「忙しくても幸せ、暇でも幸せ」元北朝鮮代表FW鄭大世が語る引退後の人生と韓国での活動
「現役復帰するなんてあり得ないですよ。ピッチが恋しいと思うことも全くありません。ただつい先日、日本に仕事で戻っているときに僕の体を見たあるトレーナーさんが『チームにオファーするように言うわ』と言うので、僕はちょっと乗り気になりましたが(笑)」
韓国・ソウルのカフェで出会ったサッカー元北朝鮮代表の鄭大世は、そういって笑った。驚いたのはタンクトップから見える鍛え上げられた肉体。現役の頃、いやそれ以上で、またピッチに戻る気でもあるのかと思ってしまうほどだった。
鄭大世は2022年シーズンにFC町田ゼルビアでのプレーを最後に現役を引退し、現在は韓国を拠点に活動している。
「引退してやれなかったことをやろうとしたら、これがまた面白いもので今までやってたことでした(笑)」
日本ではABEMAのプレミアリーグ中継で、「ミトマってる」など三笘薫のプレーを造語で解説するなどでたびたび話題になるが、今はどのような活動をしているのかが気になっていた。

提供エントリ
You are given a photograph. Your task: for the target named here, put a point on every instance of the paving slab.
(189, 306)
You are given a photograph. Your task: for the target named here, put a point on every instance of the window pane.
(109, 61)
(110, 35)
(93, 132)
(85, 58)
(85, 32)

課題一覧
1. 本文によると、鄭大世が現役最後にプレーしたクラブはどこか。
2. 本文のうち、「鄭大世は2022年シーズンに」で始まり「ているのかが気になっていた。」で終わる部分を一字も変えずに書き写してください。
3. 次の(a)〜(c)が本文の内容と一致するかをそれぞれ「はい」か「いいえ」で判定し、決め手となる本文の語句を正確に引用すること。
(a) 鄭大世は2022年シーズンを最後に現役を引退した。
(b) 鄭大世はピッチが恋しいと思うことがよくある。
(c) 鄭大世と会ったのは韓国・釜山のカフェだった。

課題別の結果
1. FC町田ゼルビア。

2.
鄭大世は2022年シーズンにFC町田ゼルビアでのプレーを最後に現役を引退し、現在は韓国を拠点に活動している。
「引退してやれなかったことをやろうとしたら、これがまた面白いもので今までやってたことでした(笑)」
日本ではABEMAのプレミアリーグ中継で、「ミトマってる」など三笘薫のプレーを造語で解説するなどでたびたび話題になるが、今はどのような活動をしているのかが気になっていた。

3.
(a) はい。「2022年シーズンにFC町田ゼルビアでのプレーを最後に現役を引退し」
(b) いいえ。「ピッチが恋しいと思うことも全くありません」
(c) いいえ。「韓国・ソウルのカフェで出会った」